| Work task |
Your reply should be an exact copy of every entry, with the pictures removed.

Saved data entries:
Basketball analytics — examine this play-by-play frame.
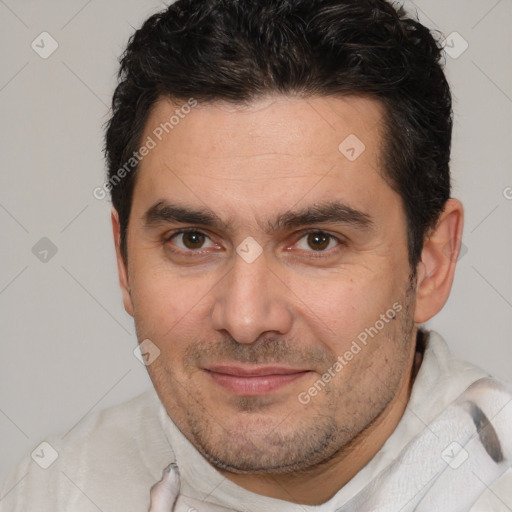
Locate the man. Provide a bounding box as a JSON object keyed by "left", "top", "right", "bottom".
{"left": 1, "top": 0, "right": 511, "bottom": 510}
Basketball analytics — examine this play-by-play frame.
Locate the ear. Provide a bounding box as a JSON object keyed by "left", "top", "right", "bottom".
{"left": 111, "top": 208, "right": 134, "bottom": 317}
{"left": 414, "top": 198, "right": 464, "bottom": 324}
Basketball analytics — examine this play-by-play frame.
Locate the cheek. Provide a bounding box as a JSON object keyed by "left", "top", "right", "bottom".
{"left": 128, "top": 259, "right": 211, "bottom": 341}
{"left": 288, "top": 267, "right": 401, "bottom": 351}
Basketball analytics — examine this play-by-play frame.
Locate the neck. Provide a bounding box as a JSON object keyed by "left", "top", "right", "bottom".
{"left": 218, "top": 332, "right": 423, "bottom": 505}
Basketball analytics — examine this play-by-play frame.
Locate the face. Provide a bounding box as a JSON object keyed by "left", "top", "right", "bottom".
{"left": 117, "top": 94, "right": 418, "bottom": 474}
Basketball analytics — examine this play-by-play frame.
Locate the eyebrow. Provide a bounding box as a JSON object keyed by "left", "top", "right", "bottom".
{"left": 143, "top": 200, "right": 373, "bottom": 232}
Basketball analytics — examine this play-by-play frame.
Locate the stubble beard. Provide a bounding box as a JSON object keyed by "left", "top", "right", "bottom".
{"left": 174, "top": 280, "right": 418, "bottom": 475}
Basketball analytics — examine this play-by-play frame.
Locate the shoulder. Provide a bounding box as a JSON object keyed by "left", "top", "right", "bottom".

| Exercise answer |
Basketball analytics — examine this play-by-play frame.
Locate the man. Provide a bounding box as a JSON object keyed by "left", "top", "right", "bottom".
{"left": 1, "top": 0, "right": 511, "bottom": 510}
Basketball analytics — examine this play-by-play frame.
Locate the ear. Provide a bounding box as a JSON object keyed by "left", "top", "right", "bottom".
{"left": 111, "top": 208, "right": 134, "bottom": 317}
{"left": 414, "top": 198, "right": 464, "bottom": 324}
Basketball analytics — examine this play-by-play frame.
Locate the cheek. Provide a bounding box as a JSON object keyed by "left", "top", "right", "bottom".
{"left": 128, "top": 259, "right": 211, "bottom": 341}
{"left": 288, "top": 267, "right": 401, "bottom": 351}
Basketball analytics — examine this play-by-play frame.
Locate the neck. Provide a bounding box as a JSON object keyed by "left", "top", "right", "bottom".
{"left": 218, "top": 332, "right": 423, "bottom": 505}
Basketball analytics — examine this play-by-play frame.
Locate the face. Provide a bounding box as a JSON object keyed by "left", "top", "right", "bottom".
{"left": 117, "top": 94, "right": 418, "bottom": 474}
Basketball analytics — examine this play-by-play frame.
Locate the eyebrow. Provide a bounding box as a JSON object keyed by "left", "top", "right", "bottom".
{"left": 143, "top": 200, "right": 373, "bottom": 232}
Basketball analytics — examine this play-by-play frame.
Locate the stubble beard. Provide a bounding box as a JSON object keyed by "left", "top", "right", "bottom".
{"left": 174, "top": 280, "right": 418, "bottom": 475}
Basketball analytics — examine this play-by-play frame.
Locate the shoulder. Provide a bounding box as a JSON object keyed by "left", "top", "right", "bottom".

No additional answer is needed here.